I wrote a Machine Learning script which I want to control from the command line. I already parsed all the options like for example --optimize 400, to perform 400 iterations over a RandomizedSearchCV grid.
However, I'm struggeling with one thing: I want to choose my estimator, for example GradientBoostingRegressor() or Lasso(), from the command line. I tried two things:
def cli()
p = arg.ArgumentParser(description="Perform ML regression.")
p.add_argument("-e","--estimator",default=Lasso(), help="Choose between Lasso() and GradientBoostingRegressor()")
return p.parse_args()
args = cli()
estimator = args.estimator
But when I try to open the program with:
python script.py -e GradientBoostingRegressor()
I get errors, because of the "()", and also without the (), because it gets interpreted as a string.
Another thing I tried is:
def cli()
p = arg.ArgumentParser(description="Perform ML regression.")
group = p.add_mutually_exclusive_group()
group.add_argument("-SVR", nargs='?', default = SVR(),
help="Choose Suppor Vector Regression")
group.add_argument("-GBR", nargs='?', default = GradientBoostingRegressor())
return p.parse_args()
args = cli()

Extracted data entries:
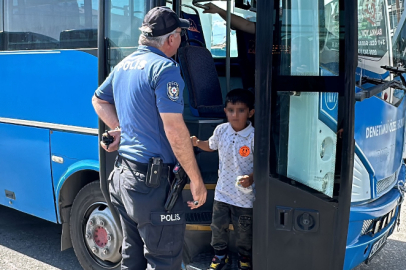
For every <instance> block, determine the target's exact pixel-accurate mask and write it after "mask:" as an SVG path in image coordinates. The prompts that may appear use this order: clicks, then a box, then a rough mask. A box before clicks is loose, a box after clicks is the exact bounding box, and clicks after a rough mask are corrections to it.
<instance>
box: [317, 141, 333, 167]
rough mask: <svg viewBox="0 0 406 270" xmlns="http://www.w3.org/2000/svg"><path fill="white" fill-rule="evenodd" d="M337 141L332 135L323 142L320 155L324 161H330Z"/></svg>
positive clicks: (322, 159)
mask: <svg viewBox="0 0 406 270" xmlns="http://www.w3.org/2000/svg"><path fill="white" fill-rule="evenodd" d="M334 147H335V143H334V141H333V139H332V138H331V137H327V138H325V139H324V140H323V142H322V143H321V148H320V157H321V159H322V160H323V161H328V160H329V159H330V158H331V157H332V155H333V153H334Z"/></svg>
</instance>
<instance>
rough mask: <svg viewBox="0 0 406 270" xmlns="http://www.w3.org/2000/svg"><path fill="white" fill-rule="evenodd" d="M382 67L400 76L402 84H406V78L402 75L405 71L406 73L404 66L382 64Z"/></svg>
mask: <svg viewBox="0 0 406 270" xmlns="http://www.w3.org/2000/svg"><path fill="white" fill-rule="evenodd" d="M381 68H383V69H385V70H387V71H389V72H390V73H393V74H394V75H395V76H399V78H400V80H401V81H402V84H403V85H404V86H406V80H405V78H404V77H403V76H402V74H403V73H406V69H405V68H404V67H392V66H381Z"/></svg>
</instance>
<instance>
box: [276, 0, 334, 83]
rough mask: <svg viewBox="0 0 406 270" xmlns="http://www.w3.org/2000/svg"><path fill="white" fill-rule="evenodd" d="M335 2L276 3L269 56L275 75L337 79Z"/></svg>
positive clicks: (322, 1) (327, 0) (298, 1)
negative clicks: (323, 77)
mask: <svg viewBox="0 0 406 270" xmlns="http://www.w3.org/2000/svg"><path fill="white" fill-rule="evenodd" d="M338 12H339V6H338V0H334V1H332V0H320V1H300V0H292V1H282V0H281V1H280V9H279V12H277V14H276V17H277V20H276V22H275V30H276V31H275V36H276V38H275V43H274V49H273V54H274V58H275V59H276V61H277V62H278V64H277V65H276V67H277V74H279V75H285V76H337V75H338V67H339V66H338V64H339V16H338Z"/></svg>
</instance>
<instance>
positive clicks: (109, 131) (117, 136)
mask: <svg viewBox="0 0 406 270" xmlns="http://www.w3.org/2000/svg"><path fill="white" fill-rule="evenodd" d="M109 134H110V136H113V138H114V140H113V142H112V143H111V144H110V145H109V147H107V145H106V144H105V143H104V142H103V141H101V142H100V145H101V146H102V147H103V149H104V150H106V151H107V152H114V151H117V150H118V147H119V146H120V135H121V130H120V129H115V130H110V131H109ZM102 136H107V134H106V133H104V134H103V135H102Z"/></svg>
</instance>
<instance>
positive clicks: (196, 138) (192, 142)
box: [190, 136, 199, 146]
mask: <svg viewBox="0 0 406 270" xmlns="http://www.w3.org/2000/svg"><path fill="white" fill-rule="evenodd" d="M190 140H191V141H192V145H193V146H197V141H198V140H199V139H198V138H197V137H196V136H191V137H190Z"/></svg>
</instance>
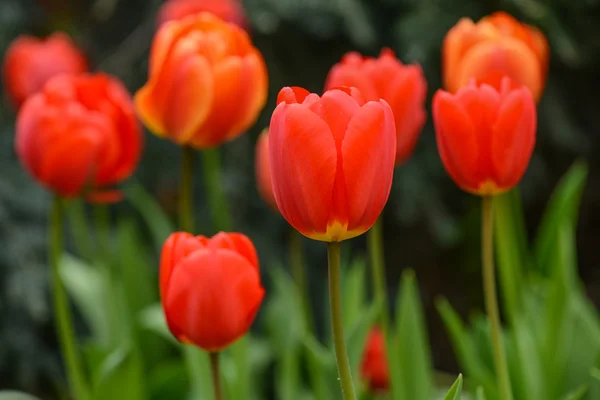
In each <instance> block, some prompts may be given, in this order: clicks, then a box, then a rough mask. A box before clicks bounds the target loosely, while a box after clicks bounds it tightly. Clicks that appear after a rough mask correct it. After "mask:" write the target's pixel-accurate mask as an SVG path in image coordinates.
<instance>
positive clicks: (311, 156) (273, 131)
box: [269, 87, 396, 242]
mask: <svg viewBox="0 0 600 400" xmlns="http://www.w3.org/2000/svg"><path fill="white" fill-rule="evenodd" d="M278 103H279V105H278V106H277V108H276V109H275V111H274V112H273V116H272V118H271V125H270V129H269V161H270V164H271V179H272V185H273V193H274V195H275V201H276V202H277V207H278V208H279V211H280V212H281V214H282V215H283V217H284V218H285V219H286V220H287V221H288V222H289V223H290V225H292V226H293V227H294V228H296V230H298V231H299V232H300V233H302V234H303V235H305V236H307V237H309V238H311V239H315V240H321V241H326V242H339V241H342V240H345V239H349V238H352V237H355V236H358V235H361V234H362V233H364V232H365V231H367V230H368V229H369V228H370V227H371V226H372V225H373V224H374V223H375V221H376V220H377V217H378V216H379V214H380V213H381V211H382V209H383V206H384V205H385V203H386V202H387V199H388V196H389V193H390V189H391V185H392V175H393V169H394V160H395V158H396V128H395V125H394V115H393V113H392V109H391V108H390V106H389V105H388V104H387V103H386V102H385V100H378V101H369V102H365V101H364V100H363V98H362V96H361V94H360V92H359V91H358V90H357V89H355V88H352V89H349V88H341V89H332V90H328V91H326V92H325V93H324V94H323V96H322V97H319V96H318V95H316V94H314V93H312V94H309V93H308V92H307V91H306V90H305V89H302V88H289V87H286V88H283V89H282V90H281V92H280V93H279V98H278Z"/></svg>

• _Request 1_: According to the forum thread about choosing an estimator from the command line, what does the option --optimize 400 do?
• _Request 2_: Select every line of the entries that contains the string "target".
The forum thread and the entries were taken from unrelated sources.

• _Response area 1_: It performs 400 iterations over a RandomizedSearchCV grid.

• _Response area 2_:
For every <instance> block, determine the target's exact pixel-accurate mask and write it after "mask:" as an SVG path in image coordinates. The prompts that may appear use this order: clicks, then a box, then a rough mask. A box before clicks is loose, a box after clicks is the exact bounding box, and clicks after a rough mask are corrections to it.
In each <instance> block, some prompts may be given, in this order: clicks, then a box, then a rough mask. A box before clicks bounds the target loosely, while a box after clicks bounds it tightly. Clicks that appear after a rough mask correct it. After "mask:" write the target's pixel-accurate mask as an SVG path in image coordinates.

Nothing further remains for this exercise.